──────── Source excerpt

1 EconomicIndicator Analysis Rajaram
An economic indicator is data that can suggest whether the economy is expanding or contracting. A leading indicator can be an index, stock, report or other measurement that signals the economy or market's direction in advance. Leading economic indicators are statistics that precede an economic event. They are very useful in predicting what will happen in the economy because leading indicators have the potential to forecast where an economy is headed. It allows fiscal policymakers and governments to make use of them to implement or alter programs in order to ward off a recession or other negative economic events. Leading economic indicators reveal which aspects of the economy are showing relative strength. For example, if multiple variables such as payrolls, exports, and the purchasing managers survey are all rising, investors can expect economic growth to remain steady or even rise in coming quarters -- which is always a good thing for stocks. That's a trend that individual traders can support.

────────────────
──────── Entries provided

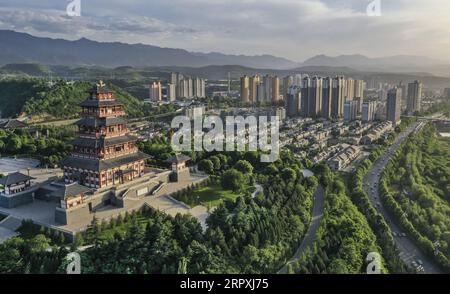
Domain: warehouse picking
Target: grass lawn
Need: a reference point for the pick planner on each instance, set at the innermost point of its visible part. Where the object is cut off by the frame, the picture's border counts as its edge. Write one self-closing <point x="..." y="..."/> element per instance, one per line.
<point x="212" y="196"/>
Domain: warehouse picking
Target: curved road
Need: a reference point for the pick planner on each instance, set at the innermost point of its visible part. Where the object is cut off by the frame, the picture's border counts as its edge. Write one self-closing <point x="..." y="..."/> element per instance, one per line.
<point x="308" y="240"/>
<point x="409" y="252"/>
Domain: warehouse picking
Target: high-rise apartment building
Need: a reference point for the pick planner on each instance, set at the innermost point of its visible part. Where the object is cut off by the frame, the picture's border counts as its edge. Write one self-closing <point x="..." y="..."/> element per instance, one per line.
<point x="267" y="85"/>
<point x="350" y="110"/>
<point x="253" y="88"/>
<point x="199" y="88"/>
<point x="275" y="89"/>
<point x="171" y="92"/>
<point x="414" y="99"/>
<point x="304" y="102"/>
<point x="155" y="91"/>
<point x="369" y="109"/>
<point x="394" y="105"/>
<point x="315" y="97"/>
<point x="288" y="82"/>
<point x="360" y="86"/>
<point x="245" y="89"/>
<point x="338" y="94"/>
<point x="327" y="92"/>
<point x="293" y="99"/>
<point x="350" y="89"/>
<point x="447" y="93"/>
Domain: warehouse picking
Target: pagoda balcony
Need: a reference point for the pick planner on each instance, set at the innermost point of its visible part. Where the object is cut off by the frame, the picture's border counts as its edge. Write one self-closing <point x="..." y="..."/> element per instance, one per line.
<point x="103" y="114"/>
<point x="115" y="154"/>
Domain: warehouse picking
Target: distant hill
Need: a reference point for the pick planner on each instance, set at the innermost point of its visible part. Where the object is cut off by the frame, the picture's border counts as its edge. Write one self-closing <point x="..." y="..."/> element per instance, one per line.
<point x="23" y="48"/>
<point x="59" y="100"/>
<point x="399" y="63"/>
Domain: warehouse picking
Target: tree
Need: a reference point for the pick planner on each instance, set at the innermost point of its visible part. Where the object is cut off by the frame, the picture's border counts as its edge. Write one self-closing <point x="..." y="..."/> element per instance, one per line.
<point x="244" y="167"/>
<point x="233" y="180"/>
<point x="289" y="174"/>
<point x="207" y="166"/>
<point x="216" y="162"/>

────────────────
──────── Entries provided

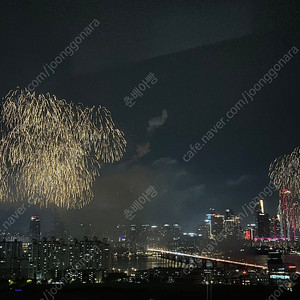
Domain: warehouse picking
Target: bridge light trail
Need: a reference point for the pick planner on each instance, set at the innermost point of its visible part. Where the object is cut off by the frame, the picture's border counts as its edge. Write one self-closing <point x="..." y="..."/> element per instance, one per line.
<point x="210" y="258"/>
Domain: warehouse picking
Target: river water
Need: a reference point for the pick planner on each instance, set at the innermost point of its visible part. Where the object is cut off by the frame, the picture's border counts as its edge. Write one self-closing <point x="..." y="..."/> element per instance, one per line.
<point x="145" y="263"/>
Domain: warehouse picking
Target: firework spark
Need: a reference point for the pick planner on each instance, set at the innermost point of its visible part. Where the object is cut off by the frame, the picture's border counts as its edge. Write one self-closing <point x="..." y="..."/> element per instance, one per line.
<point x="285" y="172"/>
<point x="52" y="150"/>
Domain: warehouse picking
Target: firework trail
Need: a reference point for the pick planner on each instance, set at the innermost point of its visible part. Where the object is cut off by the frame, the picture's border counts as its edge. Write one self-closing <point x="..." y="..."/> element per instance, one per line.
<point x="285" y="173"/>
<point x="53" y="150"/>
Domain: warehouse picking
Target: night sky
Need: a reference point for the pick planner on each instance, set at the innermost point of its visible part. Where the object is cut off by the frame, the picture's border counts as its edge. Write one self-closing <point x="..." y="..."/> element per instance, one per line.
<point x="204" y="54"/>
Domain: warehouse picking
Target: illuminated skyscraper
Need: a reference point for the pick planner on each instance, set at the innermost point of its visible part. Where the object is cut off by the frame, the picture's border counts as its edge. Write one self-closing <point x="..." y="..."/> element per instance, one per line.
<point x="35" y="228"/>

────────────────

**Tasks and exercises:**
1) Answer these questions from the passage on economic indicators, one line each:
(a) According to the passage, what can an economic indicator suggest about the economy?
(b) Which three variables are listed in the example of rising indicators?
(c) Who does the passage say can use leading indicators to implement or alter programs?
2) Please explain, in one to three sentences, why the passage on economic indicators calls leading economic indicators very useful in predicting what will happen in the economy.

**Final answers:**
1)
(a) Whether the economy is expanding or contracting.
(b) Payrolls, exports, and the purchasing managers survey.
(c) Fiscal policymakers and governments.

2) Leading economic indicators are very useful for prediction because they have the potential to forecast where an economy is headed. They are statistics that precede an economic event, so they can signal the economy's direction in advance.